#### Supplied information
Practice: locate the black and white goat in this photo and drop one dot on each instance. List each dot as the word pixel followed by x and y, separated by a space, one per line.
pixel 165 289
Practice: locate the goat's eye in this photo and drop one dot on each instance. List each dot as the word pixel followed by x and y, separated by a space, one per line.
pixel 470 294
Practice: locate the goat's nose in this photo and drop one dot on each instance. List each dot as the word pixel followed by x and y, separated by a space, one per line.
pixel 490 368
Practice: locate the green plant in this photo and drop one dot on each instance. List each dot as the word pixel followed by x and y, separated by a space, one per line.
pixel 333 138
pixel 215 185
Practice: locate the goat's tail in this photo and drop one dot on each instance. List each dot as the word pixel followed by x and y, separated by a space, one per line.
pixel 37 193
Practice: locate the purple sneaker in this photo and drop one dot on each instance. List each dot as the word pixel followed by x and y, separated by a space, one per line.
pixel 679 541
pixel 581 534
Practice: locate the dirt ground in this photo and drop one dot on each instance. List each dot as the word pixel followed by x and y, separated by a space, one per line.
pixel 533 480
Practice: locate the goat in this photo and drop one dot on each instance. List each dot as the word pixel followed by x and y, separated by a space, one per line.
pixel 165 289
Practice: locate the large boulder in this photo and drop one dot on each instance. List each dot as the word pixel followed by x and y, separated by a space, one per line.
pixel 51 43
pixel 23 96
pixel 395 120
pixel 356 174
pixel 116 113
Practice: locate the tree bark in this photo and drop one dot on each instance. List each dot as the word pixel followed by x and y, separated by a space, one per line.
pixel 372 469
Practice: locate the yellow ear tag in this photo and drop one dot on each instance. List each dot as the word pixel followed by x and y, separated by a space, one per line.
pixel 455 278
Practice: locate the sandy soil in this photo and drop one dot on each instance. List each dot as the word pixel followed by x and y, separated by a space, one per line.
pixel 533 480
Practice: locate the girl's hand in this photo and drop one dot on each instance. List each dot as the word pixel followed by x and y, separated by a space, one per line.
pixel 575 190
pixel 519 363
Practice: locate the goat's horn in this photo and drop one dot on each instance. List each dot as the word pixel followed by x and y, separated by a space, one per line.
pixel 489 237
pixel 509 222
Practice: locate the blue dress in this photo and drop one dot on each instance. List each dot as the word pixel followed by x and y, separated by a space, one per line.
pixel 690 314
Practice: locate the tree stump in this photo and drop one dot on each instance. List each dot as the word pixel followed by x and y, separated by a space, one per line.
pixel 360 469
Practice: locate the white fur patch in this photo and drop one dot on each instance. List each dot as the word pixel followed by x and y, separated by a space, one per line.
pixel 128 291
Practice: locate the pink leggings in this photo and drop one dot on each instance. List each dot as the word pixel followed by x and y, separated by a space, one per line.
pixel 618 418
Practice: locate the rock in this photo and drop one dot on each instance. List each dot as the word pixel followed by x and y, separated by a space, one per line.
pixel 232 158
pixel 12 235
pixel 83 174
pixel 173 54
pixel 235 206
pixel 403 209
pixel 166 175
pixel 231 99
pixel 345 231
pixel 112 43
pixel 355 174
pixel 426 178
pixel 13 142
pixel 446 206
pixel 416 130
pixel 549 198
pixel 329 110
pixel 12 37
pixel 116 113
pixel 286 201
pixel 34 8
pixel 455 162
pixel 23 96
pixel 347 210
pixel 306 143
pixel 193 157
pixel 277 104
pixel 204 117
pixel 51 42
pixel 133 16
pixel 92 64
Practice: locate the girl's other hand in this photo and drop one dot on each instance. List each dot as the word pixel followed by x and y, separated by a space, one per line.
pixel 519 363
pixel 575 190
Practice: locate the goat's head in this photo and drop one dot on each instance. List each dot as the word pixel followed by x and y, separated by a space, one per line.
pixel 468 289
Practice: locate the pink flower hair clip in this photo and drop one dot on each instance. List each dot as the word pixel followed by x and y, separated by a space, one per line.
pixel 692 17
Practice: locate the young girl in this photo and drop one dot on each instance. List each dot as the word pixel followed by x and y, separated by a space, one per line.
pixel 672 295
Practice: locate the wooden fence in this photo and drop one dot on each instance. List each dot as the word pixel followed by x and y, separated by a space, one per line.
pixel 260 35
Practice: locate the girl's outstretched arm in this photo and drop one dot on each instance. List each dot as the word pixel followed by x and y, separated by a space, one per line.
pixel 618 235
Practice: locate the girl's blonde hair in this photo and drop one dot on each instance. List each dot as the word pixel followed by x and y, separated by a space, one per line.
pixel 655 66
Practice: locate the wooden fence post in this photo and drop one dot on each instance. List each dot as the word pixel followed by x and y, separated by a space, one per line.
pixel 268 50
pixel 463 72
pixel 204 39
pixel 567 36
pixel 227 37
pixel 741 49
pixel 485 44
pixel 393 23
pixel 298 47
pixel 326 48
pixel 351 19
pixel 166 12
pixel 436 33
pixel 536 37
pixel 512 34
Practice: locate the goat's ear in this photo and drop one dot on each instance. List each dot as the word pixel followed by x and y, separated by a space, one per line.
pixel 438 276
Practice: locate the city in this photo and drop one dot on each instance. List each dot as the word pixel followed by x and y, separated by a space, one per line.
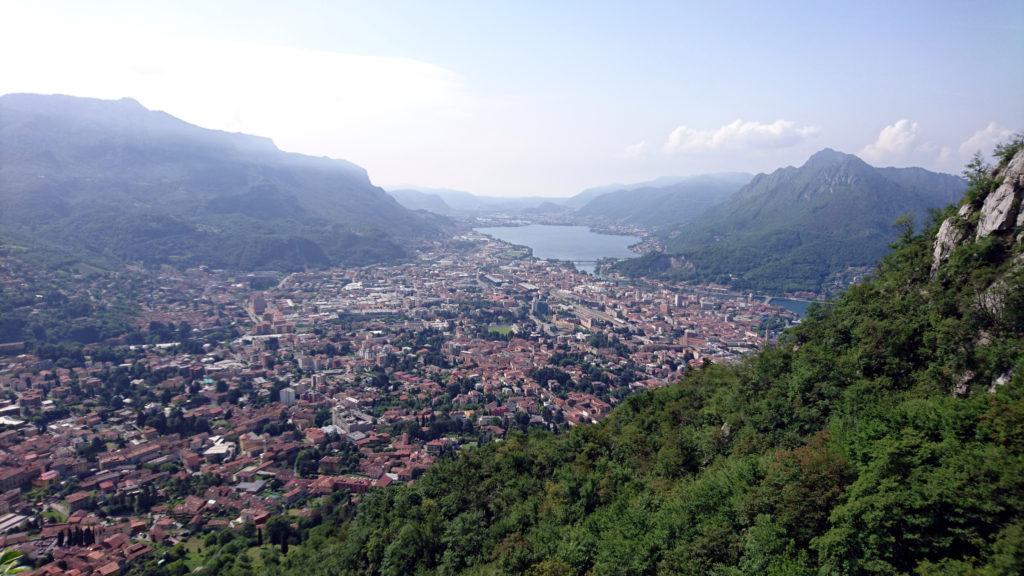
pixel 255 394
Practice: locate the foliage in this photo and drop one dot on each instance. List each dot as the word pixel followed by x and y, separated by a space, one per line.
pixel 843 450
pixel 10 563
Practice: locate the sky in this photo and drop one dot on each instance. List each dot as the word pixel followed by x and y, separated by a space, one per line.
pixel 548 97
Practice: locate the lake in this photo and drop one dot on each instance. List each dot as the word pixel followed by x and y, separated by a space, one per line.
pixel 574 244
pixel 796 306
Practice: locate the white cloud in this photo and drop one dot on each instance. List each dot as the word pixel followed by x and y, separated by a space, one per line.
pixel 635 150
pixel 984 140
pixel 739 135
pixel 894 145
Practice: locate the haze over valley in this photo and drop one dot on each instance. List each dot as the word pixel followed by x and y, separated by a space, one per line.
pixel 522 288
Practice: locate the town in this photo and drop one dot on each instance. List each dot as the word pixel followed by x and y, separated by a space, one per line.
pixel 243 397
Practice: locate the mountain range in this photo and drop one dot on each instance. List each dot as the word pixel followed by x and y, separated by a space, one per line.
pixel 112 181
pixel 884 435
pixel 792 229
pixel 657 205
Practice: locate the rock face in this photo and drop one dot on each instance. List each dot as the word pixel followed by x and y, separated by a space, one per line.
pixel 999 211
pixel 949 236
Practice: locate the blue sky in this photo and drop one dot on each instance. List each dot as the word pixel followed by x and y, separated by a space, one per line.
pixel 548 97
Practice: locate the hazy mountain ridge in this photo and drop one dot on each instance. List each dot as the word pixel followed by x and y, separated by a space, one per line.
pixel 881 436
pixel 791 229
pixel 114 180
pixel 652 206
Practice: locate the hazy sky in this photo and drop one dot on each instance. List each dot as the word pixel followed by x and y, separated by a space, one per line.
pixel 547 97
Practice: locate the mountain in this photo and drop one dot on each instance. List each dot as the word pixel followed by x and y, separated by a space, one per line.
pixel 652 206
pixel 589 194
pixel 114 181
pixel 884 435
pixel 792 229
pixel 419 200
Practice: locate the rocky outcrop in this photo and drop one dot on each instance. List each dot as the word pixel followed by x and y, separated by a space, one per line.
pixel 998 213
pixel 949 236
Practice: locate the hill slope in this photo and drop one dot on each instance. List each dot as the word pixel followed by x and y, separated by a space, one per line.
pixel 885 435
pixel 419 200
pixel 116 181
pixel 791 229
pixel 659 206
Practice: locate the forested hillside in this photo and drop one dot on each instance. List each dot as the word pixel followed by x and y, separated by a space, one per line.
pixel 792 229
pixel 884 435
pixel 655 207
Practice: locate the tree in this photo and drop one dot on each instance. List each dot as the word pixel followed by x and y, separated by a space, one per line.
pixel 10 563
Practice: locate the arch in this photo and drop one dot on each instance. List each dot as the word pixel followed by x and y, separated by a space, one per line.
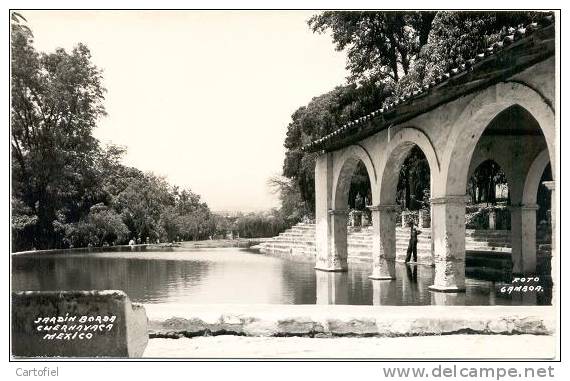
pixel 480 159
pixel 344 170
pixel 475 118
pixel 396 152
pixel 475 164
pixel 534 174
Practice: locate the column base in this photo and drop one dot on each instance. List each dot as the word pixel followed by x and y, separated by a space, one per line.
pixel 387 277
pixel 331 269
pixel 446 288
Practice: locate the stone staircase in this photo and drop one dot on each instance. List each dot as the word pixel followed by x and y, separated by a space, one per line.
pixel 299 241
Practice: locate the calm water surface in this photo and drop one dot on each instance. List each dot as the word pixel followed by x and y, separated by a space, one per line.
pixel 239 276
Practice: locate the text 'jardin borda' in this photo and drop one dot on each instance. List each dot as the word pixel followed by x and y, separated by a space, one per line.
pixel 74 327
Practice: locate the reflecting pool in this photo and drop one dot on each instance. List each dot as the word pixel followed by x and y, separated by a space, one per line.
pixel 232 275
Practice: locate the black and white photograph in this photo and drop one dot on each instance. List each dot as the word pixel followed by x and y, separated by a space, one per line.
pixel 288 185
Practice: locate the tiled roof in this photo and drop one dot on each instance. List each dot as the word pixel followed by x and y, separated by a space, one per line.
pixel 514 34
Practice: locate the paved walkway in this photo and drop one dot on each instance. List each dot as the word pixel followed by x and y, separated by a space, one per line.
pixel 427 347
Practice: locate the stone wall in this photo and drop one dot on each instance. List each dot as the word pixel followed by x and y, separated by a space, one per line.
pixel 77 324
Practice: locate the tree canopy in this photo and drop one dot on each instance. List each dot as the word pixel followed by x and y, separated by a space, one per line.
pixel 389 53
pixel 67 189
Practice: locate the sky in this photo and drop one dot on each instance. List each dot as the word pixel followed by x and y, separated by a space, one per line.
pixel 201 97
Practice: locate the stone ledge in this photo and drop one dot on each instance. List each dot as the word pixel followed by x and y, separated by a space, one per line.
pixel 354 321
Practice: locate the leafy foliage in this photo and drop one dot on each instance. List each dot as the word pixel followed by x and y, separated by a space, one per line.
pixel 389 54
pixel 68 190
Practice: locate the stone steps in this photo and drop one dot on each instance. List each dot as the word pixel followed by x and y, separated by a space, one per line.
pixel 300 240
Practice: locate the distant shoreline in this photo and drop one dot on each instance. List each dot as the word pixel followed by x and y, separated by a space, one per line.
pixel 203 244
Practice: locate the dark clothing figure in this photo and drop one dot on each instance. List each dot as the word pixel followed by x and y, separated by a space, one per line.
pixel 413 244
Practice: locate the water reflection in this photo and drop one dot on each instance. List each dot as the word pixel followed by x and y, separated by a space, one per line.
pixel 332 287
pixel 238 276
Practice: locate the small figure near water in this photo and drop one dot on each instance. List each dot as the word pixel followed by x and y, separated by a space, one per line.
pixel 413 244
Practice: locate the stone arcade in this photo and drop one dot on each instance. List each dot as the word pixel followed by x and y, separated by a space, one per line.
pixel 498 106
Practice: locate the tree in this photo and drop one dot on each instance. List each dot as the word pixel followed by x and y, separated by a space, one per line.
pixel 56 102
pixel 321 116
pixel 101 226
pixel 388 54
pixel 381 46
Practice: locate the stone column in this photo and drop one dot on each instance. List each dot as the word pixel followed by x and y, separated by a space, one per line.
pixel 448 235
pixel 493 219
pixel 551 185
pixel 323 203
pixel 336 260
pixel 384 241
pixel 523 238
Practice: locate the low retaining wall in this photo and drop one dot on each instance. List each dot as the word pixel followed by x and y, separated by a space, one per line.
pixel 77 324
pixel 338 320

#### Required work
Reproduce verbatim the lines in the material above, starting with the line containing "Practice: locate the white fur" and going on through the line containing "pixel 618 418", both ends included.

#### Reply
Practice: locate the white fur patch in this photo and drop one dot on each instance. List each dot as the word pixel followed by x and y, separated by a space, one per line.
pixel 128 291
Practice: locate the pink leggings in this photo and drop one dot on each instance. List each dot as the word pixel followed by x and y, separated by a space, one per line.
pixel 618 418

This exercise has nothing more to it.